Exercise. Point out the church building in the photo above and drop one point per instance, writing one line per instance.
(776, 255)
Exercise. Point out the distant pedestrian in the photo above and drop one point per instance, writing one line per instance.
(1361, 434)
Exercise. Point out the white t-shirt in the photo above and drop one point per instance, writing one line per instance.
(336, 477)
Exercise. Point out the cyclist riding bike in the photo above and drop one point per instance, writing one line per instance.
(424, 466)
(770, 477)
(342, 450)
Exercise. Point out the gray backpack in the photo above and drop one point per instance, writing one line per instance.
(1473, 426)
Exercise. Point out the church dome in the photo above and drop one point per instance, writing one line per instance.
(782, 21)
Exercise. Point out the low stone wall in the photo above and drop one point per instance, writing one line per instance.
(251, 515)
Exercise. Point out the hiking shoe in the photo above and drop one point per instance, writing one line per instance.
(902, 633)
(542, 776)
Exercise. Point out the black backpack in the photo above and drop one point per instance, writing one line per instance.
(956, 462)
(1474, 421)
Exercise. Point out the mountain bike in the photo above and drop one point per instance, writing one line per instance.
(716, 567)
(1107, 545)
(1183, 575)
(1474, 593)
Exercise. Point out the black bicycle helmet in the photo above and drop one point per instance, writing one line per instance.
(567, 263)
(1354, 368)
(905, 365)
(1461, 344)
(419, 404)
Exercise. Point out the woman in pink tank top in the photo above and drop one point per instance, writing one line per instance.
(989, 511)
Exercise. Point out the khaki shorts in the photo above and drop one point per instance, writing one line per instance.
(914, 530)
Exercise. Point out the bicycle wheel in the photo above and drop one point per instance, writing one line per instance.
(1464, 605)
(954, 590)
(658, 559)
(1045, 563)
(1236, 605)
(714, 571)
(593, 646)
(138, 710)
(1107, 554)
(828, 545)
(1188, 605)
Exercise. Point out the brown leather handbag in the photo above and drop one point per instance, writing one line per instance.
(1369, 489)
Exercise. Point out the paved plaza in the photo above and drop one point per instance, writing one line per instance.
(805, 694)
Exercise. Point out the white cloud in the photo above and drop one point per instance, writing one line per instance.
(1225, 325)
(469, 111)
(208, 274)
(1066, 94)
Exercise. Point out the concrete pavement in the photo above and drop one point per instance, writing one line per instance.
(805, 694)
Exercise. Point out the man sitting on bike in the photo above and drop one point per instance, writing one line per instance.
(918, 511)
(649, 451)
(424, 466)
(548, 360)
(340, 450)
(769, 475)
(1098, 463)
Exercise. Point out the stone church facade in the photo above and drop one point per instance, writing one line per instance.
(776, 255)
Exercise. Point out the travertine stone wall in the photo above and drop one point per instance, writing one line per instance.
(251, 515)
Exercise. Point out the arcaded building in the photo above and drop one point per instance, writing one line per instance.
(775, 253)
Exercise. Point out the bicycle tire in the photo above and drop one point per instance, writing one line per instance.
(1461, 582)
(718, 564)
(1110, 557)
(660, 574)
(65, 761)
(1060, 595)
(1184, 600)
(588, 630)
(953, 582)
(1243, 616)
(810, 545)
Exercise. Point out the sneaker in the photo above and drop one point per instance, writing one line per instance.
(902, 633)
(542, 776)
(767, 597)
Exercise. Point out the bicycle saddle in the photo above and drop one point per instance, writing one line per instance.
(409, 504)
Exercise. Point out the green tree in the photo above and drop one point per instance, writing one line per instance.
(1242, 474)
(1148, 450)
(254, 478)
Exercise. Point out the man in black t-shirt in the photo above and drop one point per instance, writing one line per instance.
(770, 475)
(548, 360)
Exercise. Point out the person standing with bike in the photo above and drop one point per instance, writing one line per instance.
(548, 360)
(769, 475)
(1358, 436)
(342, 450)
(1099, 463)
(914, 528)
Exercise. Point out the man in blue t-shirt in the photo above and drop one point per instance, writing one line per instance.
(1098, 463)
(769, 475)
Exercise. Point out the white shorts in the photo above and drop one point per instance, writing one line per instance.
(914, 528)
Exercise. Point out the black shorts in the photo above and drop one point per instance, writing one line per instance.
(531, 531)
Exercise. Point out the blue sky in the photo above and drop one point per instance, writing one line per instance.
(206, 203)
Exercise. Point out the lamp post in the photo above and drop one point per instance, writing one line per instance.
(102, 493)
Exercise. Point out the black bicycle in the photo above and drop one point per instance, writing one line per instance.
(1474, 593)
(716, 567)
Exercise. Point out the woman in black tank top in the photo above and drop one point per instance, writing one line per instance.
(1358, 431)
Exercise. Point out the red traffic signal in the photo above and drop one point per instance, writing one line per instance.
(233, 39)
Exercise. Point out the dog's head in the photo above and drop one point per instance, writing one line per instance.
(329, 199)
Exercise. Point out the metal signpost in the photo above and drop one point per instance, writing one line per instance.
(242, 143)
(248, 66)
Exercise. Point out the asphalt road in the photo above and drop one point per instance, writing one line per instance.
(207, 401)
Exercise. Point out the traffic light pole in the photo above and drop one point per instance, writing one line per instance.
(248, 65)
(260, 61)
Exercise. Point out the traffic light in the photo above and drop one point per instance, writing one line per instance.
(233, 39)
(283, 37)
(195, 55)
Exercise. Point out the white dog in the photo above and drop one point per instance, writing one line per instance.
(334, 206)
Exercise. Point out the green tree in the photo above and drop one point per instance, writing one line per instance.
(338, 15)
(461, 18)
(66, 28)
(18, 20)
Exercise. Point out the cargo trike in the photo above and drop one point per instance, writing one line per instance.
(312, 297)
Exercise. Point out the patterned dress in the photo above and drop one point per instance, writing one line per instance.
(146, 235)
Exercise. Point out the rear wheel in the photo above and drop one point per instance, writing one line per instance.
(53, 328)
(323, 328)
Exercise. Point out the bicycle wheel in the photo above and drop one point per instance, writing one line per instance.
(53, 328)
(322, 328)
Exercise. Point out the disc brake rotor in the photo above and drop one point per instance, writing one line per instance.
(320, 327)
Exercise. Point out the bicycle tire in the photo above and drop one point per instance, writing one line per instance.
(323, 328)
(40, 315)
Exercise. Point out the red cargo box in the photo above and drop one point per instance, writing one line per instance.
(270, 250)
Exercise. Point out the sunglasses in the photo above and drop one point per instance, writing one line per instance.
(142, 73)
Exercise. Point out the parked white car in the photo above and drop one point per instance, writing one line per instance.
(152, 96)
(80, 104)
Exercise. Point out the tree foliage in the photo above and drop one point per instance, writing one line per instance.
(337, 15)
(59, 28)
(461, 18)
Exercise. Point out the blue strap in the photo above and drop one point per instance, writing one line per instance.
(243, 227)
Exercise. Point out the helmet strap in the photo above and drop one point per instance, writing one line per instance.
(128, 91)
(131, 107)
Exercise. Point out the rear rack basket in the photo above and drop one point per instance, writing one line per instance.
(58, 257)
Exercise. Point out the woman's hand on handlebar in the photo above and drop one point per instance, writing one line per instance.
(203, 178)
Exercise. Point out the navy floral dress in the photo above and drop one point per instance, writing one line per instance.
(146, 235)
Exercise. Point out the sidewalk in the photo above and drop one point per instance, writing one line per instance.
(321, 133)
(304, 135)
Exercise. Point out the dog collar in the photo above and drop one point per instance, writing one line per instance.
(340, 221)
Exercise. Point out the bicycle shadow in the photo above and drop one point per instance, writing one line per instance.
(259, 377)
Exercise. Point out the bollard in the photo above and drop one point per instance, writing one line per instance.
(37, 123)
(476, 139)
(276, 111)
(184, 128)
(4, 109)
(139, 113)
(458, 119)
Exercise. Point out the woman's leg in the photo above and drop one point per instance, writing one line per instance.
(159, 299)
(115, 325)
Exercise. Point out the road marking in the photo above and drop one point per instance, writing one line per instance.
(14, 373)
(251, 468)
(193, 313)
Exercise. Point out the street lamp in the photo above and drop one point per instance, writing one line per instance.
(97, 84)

........

Every line between the one holding "Exercise. Point out the bicycle shadow" and the end of the listing above, inclusive, must be transcribed exactly; omit all others.

Exercise. Point out the bicycle shadow in the photo above and drop one point per instance, writing one line per instance.
(259, 377)
Exercise. Point out the bollard in the photo above and drop one point per instance, writing one line per instance.
(37, 123)
(476, 139)
(276, 111)
(184, 128)
(4, 109)
(139, 113)
(458, 119)
Exercise. Point out the woman's leg in the photo above and drop one point per instance, writing one line per instance.
(159, 299)
(115, 325)
Exercise. Point out the road marking in the photo above and drop one point per instance, writing one line per instance.
(14, 373)
(251, 468)
(193, 313)
Exercise. Point out the street lamp in the photo above and drop one point per instance, writing one line per instance.
(97, 84)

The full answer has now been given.